● Given passage
━━━━━━
International humanitarian groups are predicting a worsening crisis in the Gaza Strip despite a pledge by an Israeli minister late Monday to resume sending fuel supplies to the territory.
Israeli defence minister Ehud Barak promised to allow medical supplies as well as diesel fuel to be shipped to the Gaza Strip for essential power supplies from Tuesday.
But organisations including the United Nations relief agency warned of a worsening crisis while the area remained without power, heat or light.
Amid predictions that more than a million people would soon be without safe drinking water, there were reports of raw sewage spilling into the streets because there was no electricity to fuel the local pump station.
The Gaza power plant shut down its two working turbines on Sunday, leaving much of Gaza in darkness, after Israel closed border crossings on Friday.
Hospitals dependent on vital diesel supplies were also predicting that they would run out of fuel within hours and then be forced to make crucial life or death decisions for their patients.
John Ging, director of the United Nations Relief and Works Agency (UNRWA) in Gaza said the civilian population was living in "abject misery" and had been stripped of their human dignity.
"People here in Gaza have been living in abject misery and hardship now for a long time," Ging told the Arab TV network, Al-Jazeera. "On top of that they are living in darkness.
━━━━━━
● Entries provided
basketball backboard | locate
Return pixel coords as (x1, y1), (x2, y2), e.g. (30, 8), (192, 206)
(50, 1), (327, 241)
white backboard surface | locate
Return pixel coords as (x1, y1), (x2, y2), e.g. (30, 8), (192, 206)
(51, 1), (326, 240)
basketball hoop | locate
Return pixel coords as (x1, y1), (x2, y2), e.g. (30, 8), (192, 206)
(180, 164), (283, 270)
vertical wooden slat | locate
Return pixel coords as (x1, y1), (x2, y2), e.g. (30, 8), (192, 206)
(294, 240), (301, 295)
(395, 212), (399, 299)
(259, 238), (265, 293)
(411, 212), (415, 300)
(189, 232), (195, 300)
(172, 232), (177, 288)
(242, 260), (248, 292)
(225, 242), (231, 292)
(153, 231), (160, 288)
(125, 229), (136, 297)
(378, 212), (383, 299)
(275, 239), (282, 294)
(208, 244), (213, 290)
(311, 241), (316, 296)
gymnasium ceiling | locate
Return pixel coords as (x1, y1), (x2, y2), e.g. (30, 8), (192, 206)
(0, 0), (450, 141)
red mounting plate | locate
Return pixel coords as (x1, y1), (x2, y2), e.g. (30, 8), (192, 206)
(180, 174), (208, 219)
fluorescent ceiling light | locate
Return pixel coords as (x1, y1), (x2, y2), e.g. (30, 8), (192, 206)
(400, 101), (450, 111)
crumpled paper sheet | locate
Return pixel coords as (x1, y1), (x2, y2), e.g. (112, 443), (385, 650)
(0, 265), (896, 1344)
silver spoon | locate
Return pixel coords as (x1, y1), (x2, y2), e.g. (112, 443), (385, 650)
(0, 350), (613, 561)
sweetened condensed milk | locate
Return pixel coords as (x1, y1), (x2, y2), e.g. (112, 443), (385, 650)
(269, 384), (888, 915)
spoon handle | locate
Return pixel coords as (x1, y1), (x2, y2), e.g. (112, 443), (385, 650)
━━━━━━
● Instructions for the task
Continue the news report on Gaza's fuel and power crisis from the point where it stops.

● Output of the task
"You have to see how miserable the situation is. The civilian population is under occupation. It is collective punishment - they are victims."
San Jose Mercury News
Masked gunmen destroyed about two-thirds of the metal wall separating the Gaza Strip from Egypt in the town of Rafah early today and tens of thousands of Palestinians poured across the border to buy supplies made scarce by an Israeli blockade of the impoverished territory.
The gunmen began breaching the border wall dividing Rafah before dawn, according to witnesses and Hamas officials, who told the Associated Press that they had closed all but two of the gaps in the wall. The officials, who spoke on condition of anonymity because of the sensitivity of the matter, said people were allowed free movement through the open gaps.
Thousands of Gazans began crossing into Egypt and returning with milk, cigarettes and plastic bottles of fuel, the Hamas officials and witnesses said.